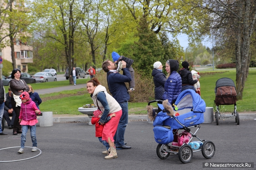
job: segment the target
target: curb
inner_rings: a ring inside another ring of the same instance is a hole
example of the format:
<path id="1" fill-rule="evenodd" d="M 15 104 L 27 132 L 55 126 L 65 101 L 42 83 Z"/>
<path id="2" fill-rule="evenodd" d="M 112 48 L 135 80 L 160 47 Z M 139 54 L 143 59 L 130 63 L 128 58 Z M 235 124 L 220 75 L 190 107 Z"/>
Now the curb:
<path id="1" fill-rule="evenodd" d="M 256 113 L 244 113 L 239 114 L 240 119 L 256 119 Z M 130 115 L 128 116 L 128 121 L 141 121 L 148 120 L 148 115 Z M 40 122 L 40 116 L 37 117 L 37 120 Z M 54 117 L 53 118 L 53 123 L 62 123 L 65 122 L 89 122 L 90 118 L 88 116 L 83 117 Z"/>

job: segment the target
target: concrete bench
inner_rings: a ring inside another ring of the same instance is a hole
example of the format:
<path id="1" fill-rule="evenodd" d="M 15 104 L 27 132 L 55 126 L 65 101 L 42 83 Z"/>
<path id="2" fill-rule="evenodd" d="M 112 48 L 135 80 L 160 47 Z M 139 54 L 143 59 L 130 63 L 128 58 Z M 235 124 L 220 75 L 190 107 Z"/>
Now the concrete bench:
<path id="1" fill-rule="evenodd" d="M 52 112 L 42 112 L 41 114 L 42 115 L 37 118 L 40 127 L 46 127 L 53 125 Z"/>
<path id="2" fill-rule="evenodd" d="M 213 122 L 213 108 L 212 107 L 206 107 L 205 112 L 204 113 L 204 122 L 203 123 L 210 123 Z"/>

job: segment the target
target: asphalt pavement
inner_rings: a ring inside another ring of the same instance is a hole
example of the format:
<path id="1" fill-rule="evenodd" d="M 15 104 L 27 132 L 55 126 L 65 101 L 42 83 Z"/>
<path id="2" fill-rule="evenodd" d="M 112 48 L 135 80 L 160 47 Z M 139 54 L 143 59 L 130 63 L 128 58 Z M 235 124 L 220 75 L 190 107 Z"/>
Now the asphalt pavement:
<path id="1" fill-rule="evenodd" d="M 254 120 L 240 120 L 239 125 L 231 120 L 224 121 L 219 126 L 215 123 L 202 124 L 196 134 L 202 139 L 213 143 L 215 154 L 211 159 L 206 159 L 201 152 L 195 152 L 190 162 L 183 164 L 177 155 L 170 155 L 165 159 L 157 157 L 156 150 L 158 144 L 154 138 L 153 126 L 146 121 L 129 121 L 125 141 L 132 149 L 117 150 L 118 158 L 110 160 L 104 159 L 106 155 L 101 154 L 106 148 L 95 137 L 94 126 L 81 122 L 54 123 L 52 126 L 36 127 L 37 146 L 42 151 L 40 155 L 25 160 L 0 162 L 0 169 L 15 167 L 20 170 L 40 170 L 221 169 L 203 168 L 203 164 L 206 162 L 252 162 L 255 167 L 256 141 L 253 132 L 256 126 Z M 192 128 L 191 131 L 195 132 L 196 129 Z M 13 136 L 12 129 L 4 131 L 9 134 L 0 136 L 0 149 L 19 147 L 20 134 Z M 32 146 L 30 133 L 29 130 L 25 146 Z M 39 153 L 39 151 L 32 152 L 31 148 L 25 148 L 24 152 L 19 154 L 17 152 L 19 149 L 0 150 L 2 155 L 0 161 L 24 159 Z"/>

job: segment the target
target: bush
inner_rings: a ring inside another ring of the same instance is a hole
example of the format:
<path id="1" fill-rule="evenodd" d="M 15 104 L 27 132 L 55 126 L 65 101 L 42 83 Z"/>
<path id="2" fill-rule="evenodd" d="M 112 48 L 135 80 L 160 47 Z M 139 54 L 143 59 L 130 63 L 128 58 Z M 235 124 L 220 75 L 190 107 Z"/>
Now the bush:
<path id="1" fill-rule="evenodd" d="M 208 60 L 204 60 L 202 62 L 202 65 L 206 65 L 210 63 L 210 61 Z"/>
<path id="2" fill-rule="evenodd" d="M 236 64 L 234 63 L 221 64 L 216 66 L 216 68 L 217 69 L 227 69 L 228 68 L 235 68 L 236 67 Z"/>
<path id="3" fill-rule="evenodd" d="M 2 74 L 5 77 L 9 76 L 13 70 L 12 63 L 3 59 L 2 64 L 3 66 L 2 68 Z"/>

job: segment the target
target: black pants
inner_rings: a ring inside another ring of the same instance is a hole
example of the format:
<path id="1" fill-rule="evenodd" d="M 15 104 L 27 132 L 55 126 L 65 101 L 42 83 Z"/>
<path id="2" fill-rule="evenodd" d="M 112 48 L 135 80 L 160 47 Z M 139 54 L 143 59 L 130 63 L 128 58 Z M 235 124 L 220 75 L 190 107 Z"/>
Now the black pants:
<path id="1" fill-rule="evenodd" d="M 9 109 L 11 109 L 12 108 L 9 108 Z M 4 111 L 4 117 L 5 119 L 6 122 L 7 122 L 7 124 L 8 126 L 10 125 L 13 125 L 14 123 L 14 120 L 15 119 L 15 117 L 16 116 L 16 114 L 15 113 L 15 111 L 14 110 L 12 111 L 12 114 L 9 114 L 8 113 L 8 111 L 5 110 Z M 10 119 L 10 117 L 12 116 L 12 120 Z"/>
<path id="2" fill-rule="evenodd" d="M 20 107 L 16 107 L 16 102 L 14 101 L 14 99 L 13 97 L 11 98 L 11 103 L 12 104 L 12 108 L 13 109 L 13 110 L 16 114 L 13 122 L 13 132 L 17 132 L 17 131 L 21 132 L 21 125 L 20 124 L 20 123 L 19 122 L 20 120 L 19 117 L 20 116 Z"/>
::::::::::
--- Description of the task ---
Update all of the material above by replacing "segment" with "outline" and keeping every other line and character the same. Leave the pictures out of your answer.

--- Solution to the problem ---
job: outline the target
target: curb
inner_rings: a ring inside another ring of the same instance is a hole
example of the format:
<path id="1" fill-rule="evenodd" d="M 15 104 L 27 132 L 55 126 L 65 101 L 42 83 Z"/>
<path id="2" fill-rule="evenodd" d="M 112 48 L 135 80 L 160 47 Z M 139 54 L 143 59 L 130 63 L 128 58 Z M 235 124 L 220 75 L 190 107 Z"/>
Now the curb:
<path id="1" fill-rule="evenodd" d="M 256 113 L 244 113 L 239 114 L 240 119 L 256 119 Z M 130 115 L 128 116 L 128 121 L 141 121 L 148 120 L 148 115 Z M 40 122 L 40 116 L 37 117 L 37 120 Z M 54 117 L 53 118 L 53 123 L 62 123 L 65 122 L 89 122 L 90 118 L 88 116 L 83 117 Z"/>

job: outline the target
target: concrete bench
inner_rings: a ring inside another ring of the same instance is a hole
example of the format:
<path id="1" fill-rule="evenodd" d="M 15 104 L 27 132 L 55 126 L 65 101 L 42 83 Z"/>
<path id="2" fill-rule="evenodd" d="M 112 48 L 135 80 L 160 47 Z M 139 54 L 143 59 L 130 63 L 128 58 Z M 235 124 L 220 75 L 190 107 Z"/>
Now the concrete bench:
<path id="1" fill-rule="evenodd" d="M 52 112 L 42 112 L 41 114 L 42 115 L 37 118 L 40 127 L 46 127 L 53 125 Z"/>
<path id="2" fill-rule="evenodd" d="M 213 122 L 213 108 L 212 107 L 206 107 L 205 112 L 204 113 L 204 122 L 203 123 L 210 123 Z"/>

job: outline the target
target: asphalt pavement
inner_rings: a ring inside another ring of the same instance is a hole
example of the format:
<path id="1" fill-rule="evenodd" d="M 15 104 L 27 132 L 55 126 L 65 101 L 42 83 Z"/>
<path id="2" fill-rule="evenodd" d="M 112 48 L 135 80 L 160 47 Z M 139 54 L 143 59 L 130 63 L 128 58 Z M 235 124 L 220 75 L 190 107 Z"/>
Now the asphalt pavement:
<path id="1" fill-rule="evenodd" d="M 254 120 L 240 120 L 239 125 L 231 120 L 224 121 L 219 126 L 215 123 L 202 124 L 196 134 L 202 139 L 213 143 L 215 154 L 211 159 L 206 159 L 201 152 L 195 152 L 190 162 L 183 164 L 177 155 L 170 155 L 165 159 L 157 157 L 156 150 L 158 144 L 154 138 L 153 126 L 146 121 L 129 121 L 125 141 L 132 149 L 117 150 L 118 158 L 110 160 L 104 159 L 106 155 L 101 154 L 106 148 L 95 137 L 94 126 L 81 122 L 54 123 L 52 126 L 36 127 L 37 146 L 42 151 L 40 155 L 25 160 L 0 162 L 0 169 L 15 167 L 20 170 L 40 170 L 221 169 L 203 168 L 203 164 L 206 162 L 252 162 L 255 167 L 256 141 L 253 132 L 256 126 Z M 192 128 L 191 131 L 195 132 L 196 129 Z M 13 136 L 12 129 L 4 131 L 9 134 L 0 136 L 0 149 L 19 147 L 20 134 Z M 32 146 L 30 133 L 29 130 L 25 146 Z M 39 153 L 39 151 L 32 152 L 31 148 L 25 148 L 24 152 L 19 154 L 17 152 L 19 149 L 0 150 L 2 155 L 0 161 L 24 159 Z"/>

job: outline the target
target: bush
inner_rings: a ring inside another ring of the same instance is a hole
example of the format:
<path id="1" fill-rule="evenodd" d="M 15 104 L 27 132 L 55 126 L 65 101 L 42 83 Z"/>
<path id="2" fill-rule="evenodd" d="M 112 48 L 135 80 L 160 47 Z M 139 54 L 143 59 L 130 63 L 128 58 Z M 235 124 L 220 75 L 190 107 Z"/>
Now the bush:
<path id="1" fill-rule="evenodd" d="M 208 60 L 204 60 L 202 62 L 202 65 L 206 65 L 210 63 L 210 61 Z"/>
<path id="2" fill-rule="evenodd" d="M 236 64 L 234 63 L 221 64 L 216 66 L 216 68 L 217 69 L 227 69 L 228 68 L 235 68 L 236 67 Z"/>
<path id="3" fill-rule="evenodd" d="M 2 74 L 5 77 L 9 76 L 13 70 L 12 63 L 3 59 L 2 64 L 3 66 L 2 68 Z"/>

job: outline the target
target: black pants
inner_rings: a ring inside another ring of the same instance is a hole
example of the format:
<path id="1" fill-rule="evenodd" d="M 15 104 L 27 132 L 55 126 L 65 101 L 42 83 Z"/>
<path id="2" fill-rule="evenodd" d="M 112 48 L 135 80 L 160 47 Z M 139 54 L 143 59 L 130 63 L 128 58 Z M 235 124 L 220 75 L 190 107 Z"/>
Now the black pants:
<path id="1" fill-rule="evenodd" d="M 9 109 L 11 109 L 12 108 L 9 108 Z M 4 111 L 4 117 L 5 119 L 6 122 L 7 122 L 7 124 L 8 126 L 10 125 L 13 125 L 14 123 L 14 120 L 15 119 L 15 117 L 16 116 L 16 114 L 15 113 L 15 111 L 14 110 L 12 111 L 12 114 L 9 114 L 8 113 L 8 111 L 5 110 Z M 10 119 L 10 117 L 12 116 L 12 120 Z"/>
<path id="2" fill-rule="evenodd" d="M 20 107 L 16 107 L 16 102 L 14 101 L 14 99 L 13 97 L 11 98 L 11 103 L 12 104 L 12 108 L 13 109 L 13 110 L 16 114 L 13 122 L 13 132 L 17 132 L 17 131 L 21 132 L 21 125 L 20 124 L 20 123 L 19 122 L 20 120 L 19 117 L 20 116 Z"/>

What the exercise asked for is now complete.